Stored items
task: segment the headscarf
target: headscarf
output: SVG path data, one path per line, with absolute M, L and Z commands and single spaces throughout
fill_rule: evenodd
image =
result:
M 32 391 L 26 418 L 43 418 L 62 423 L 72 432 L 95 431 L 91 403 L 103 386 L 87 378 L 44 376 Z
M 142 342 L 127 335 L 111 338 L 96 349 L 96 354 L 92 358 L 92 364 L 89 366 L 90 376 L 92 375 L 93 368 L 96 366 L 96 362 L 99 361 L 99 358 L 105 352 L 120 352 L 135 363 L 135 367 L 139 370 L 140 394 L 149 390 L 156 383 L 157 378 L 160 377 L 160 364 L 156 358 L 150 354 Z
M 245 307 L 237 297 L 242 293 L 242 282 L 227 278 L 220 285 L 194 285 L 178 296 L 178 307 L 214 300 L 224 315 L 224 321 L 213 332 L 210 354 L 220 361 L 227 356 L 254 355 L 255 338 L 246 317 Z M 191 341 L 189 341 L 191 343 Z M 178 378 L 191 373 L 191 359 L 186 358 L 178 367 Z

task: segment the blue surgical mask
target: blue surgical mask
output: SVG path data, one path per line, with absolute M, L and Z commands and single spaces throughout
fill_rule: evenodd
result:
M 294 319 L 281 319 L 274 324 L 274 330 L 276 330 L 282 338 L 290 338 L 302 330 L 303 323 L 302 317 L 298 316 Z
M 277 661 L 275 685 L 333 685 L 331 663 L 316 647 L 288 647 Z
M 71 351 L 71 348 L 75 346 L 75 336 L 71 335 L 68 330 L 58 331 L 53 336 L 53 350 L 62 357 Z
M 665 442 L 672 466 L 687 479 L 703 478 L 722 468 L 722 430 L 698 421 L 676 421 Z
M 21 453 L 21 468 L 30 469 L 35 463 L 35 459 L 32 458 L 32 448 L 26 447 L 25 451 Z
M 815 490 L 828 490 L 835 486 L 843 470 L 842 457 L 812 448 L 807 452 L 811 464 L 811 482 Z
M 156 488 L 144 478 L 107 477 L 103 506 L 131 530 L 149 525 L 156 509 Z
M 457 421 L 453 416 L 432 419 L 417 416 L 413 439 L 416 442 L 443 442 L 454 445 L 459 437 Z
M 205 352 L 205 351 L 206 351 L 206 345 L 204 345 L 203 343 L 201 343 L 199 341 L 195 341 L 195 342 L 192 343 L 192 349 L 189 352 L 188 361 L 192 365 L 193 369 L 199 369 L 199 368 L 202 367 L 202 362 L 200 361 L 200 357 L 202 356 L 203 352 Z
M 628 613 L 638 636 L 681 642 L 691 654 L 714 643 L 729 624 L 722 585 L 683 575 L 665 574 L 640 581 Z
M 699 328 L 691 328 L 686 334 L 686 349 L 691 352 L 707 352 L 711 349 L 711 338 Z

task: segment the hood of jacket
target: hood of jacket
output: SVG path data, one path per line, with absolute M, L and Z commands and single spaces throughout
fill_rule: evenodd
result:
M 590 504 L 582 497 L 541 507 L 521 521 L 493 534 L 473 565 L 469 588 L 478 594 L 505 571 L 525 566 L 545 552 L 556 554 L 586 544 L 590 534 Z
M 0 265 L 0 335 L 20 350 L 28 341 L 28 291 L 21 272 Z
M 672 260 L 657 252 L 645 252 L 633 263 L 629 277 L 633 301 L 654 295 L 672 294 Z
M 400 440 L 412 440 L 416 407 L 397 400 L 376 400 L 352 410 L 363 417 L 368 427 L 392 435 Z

*WORK REQUEST*
Pull every line containing "jacket" out of the entries.

*EXERCISE SOLUTION*
task: segment the hood of jacket
target: hood of jacket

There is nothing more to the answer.